## begin RECORDS FOR THIS EXERCISE
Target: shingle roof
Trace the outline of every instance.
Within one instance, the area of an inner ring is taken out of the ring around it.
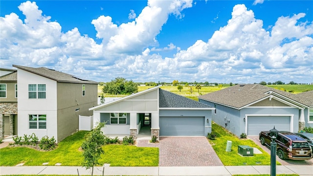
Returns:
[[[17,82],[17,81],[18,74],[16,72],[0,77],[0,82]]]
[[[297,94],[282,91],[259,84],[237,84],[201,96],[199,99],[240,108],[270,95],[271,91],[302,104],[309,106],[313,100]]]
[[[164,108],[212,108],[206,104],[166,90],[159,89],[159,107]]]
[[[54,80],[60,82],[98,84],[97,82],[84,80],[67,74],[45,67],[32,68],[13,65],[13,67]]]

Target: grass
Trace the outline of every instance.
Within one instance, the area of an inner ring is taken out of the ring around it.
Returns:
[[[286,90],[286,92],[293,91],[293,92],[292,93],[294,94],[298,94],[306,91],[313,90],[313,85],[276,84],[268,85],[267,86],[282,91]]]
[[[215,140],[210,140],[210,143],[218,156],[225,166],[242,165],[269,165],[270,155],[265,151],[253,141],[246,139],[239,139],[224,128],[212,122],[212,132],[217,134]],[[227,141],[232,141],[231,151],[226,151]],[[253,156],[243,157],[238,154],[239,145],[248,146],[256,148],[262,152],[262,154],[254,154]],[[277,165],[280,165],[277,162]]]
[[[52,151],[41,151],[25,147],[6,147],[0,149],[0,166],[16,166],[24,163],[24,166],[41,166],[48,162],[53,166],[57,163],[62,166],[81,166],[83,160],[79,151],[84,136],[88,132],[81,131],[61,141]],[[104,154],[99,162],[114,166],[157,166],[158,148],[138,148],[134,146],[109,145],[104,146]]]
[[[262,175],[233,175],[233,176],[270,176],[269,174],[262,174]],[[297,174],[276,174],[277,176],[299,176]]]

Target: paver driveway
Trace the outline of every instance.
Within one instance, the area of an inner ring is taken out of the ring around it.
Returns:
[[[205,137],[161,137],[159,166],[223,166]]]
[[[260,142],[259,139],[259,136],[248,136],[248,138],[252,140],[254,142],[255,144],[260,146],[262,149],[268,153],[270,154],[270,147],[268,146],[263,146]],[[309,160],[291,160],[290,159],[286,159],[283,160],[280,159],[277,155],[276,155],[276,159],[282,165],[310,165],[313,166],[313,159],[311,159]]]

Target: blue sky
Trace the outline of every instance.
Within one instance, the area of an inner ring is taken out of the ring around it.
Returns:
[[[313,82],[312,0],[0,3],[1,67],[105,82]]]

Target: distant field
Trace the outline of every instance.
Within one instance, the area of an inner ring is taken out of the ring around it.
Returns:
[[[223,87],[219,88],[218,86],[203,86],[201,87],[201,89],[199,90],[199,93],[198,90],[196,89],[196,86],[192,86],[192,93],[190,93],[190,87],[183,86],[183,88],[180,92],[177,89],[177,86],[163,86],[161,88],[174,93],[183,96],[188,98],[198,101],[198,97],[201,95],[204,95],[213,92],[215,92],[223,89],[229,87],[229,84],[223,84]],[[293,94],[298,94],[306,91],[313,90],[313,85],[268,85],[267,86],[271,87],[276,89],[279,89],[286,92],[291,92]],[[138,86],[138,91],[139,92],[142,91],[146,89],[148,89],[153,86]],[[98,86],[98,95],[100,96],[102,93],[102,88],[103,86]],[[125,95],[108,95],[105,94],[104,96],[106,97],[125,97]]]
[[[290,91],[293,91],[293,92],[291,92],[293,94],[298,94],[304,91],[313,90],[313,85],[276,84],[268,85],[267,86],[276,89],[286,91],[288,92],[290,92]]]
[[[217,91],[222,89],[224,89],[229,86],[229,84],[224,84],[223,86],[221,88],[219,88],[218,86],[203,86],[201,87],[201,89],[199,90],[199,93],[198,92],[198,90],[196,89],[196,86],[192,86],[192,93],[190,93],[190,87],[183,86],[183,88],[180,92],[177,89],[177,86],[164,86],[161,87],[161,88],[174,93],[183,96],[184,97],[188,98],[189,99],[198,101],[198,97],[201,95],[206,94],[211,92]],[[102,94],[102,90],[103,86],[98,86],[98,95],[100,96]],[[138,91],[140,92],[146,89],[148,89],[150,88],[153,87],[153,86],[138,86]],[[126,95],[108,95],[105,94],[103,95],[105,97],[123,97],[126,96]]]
## end RECORDS FOR THIS EXERCISE
Set out every line of the rows above as a numbered list, skipping blank lines. Leave out the pictures.

_SOLUTION TO THE EXERCISE_.
1. Target: shingle roof
2. Trace the outline of every instance.
3. Within one instance, the area of an inner ring is taken out of the ring around it.
4. Returns:
5. [[[17,82],[17,81],[18,74],[16,72],[0,77],[0,82]]]
6. [[[297,94],[282,91],[259,84],[237,84],[201,96],[199,99],[240,108],[270,95],[271,91],[302,104],[309,106],[313,100]]]
7. [[[164,108],[212,108],[206,104],[166,90],[159,89],[159,107]]]
8. [[[54,80],[60,82],[98,84],[97,82],[84,80],[67,74],[45,67],[32,68],[13,65],[13,67]]]
9. Target: grass
10. Trace the outline of every instance.
11. Within one instance, the area of an inner ring is taken out of the ring around it.
12. Returns:
13. [[[286,90],[286,92],[293,91],[293,92],[292,93],[294,94],[298,94],[306,91],[313,90],[313,85],[276,84],[268,85],[267,86],[282,91]]]
14. [[[215,140],[210,140],[210,143],[218,156],[225,166],[242,165],[269,165],[270,155],[265,151],[253,141],[246,139],[239,139],[224,128],[212,122],[212,132],[217,134]],[[227,141],[232,141],[231,151],[226,151]],[[253,156],[243,157],[238,154],[239,145],[248,146],[256,148],[262,152],[262,154],[254,154]],[[277,165],[280,165],[277,162]]]
15. [[[52,151],[41,151],[25,147],[6,147],[0,149],[0,166],[16,166],[24,163],[24,166],[41,166],[48,162],[53,166],[57,163],[62,166],[81,166],[83,160],[79,151],[84,136],[88,132],[81,131],[61,141]],[[104,154],[99,162],[114,166],[157,166],[158,148],[138,148],[134,146],[109,145],[104,146]]]
16. [[[262,175],[233,175],[233,176],[270,176],[269,174],[262,174]],[[297,174],[276,174],[277,176],[299,176]]]
17. Target: paver driveway
18. Trace the outline of every instance.
19. Within one instance, the area of an inner ring is taken out of the ring around it.
20. Returns:
21. [[[205,137],[161,137],[159,166],[223,166]]]
22. [[[260,142],[259,139],[259,136],[248,136],[248,138],[252,140],[254,142],[255,144],[260,146],[262,149],[268,153],[270,154],[270,147],[268,146],[263,146]],[[309,160],[291,160],[290,159],[286,159],[283,160],[280,159],[277,155],[276,155],[276,159],[282,165],[310,165],[313,166],[313,159],[311,159]]]
23. Target: blue sky
24. Trace the outline of every instance.
25. Within one instance, the area of an inner ring is taken out of the ring around it.
26. Returns:
27. [[[313,82],[312,0],[0,3],[1,67],[105,82]]]
28. Target: distant field
29. Trace the outline of every instance.
30. Within one instance, the area of an inner ring is taken out of the ring around it.
31. Returns:
32. [[[223,87],[219,88],[218,86],[203,86],[201,87],[201,89],[199,90],[199,93],[198,90],[196,89],[196,86],[192,86],[192,93],[190,93],[190,87],[183,86],[183,88],[180,92],[177,89],[177,86],[163,86],[161,88],[174,93],[183,96],[188,98],[198,101],[198,97],[201,95],[204,95],[213,92],[215,92],[223,89],[229,87],[229,84],[223,84]],[[293,94],[298,94],[306,91],[313,90],[313,85],[268,85],[267,86],[271,87],[276,89],[279,89],[286,92],[291,92]],[[138,86],[138,91],[139,92],[142,91],[146,89],[148,89],[153,86]],[[98,86],[98,95],[100,96],[102,93],[102,88],[103,86]],[[125,95],[108,95],[105,94],[104,96],[106,97],[125,97]]]
33. [[[290,91],[293,91],[293,92],[291,92],[293,94],[298,94],[304,91],[313,90],[313,85],[276,84],[268,85],[267,86],[276,89],[286,91],[288,92],[290,92]]]
34. [[[217,91],[222,89],[224,89],[229,86],[229,84],[224,84],[223,86],[221,88],[219,88],[218,86],[203,86],[201,87],[201,89],[199,90],[199,93],[198,92],[198,90],[196,89],[196,86],[192,86],[192,93],[190,93],[190,87],[183,86],[183,88],[180,92],[177,89],[177,86],[164,86],[161,87],[161,88],[174,93],[183,96],[184,97],[188,98],[189,99],[198,101],[198,97],[201,95],[206,94],[211,92]],[[102,94],[102,90],[103,86],[98,86],[98,95],[100,96]],[[138,91],[140,92],[146,89],[148,89],[150,88],[153,87],[153,86],[138,86]],[[126,95],[108,95],[105,94],[103,95],[105,97],[123,97],[126,96]]]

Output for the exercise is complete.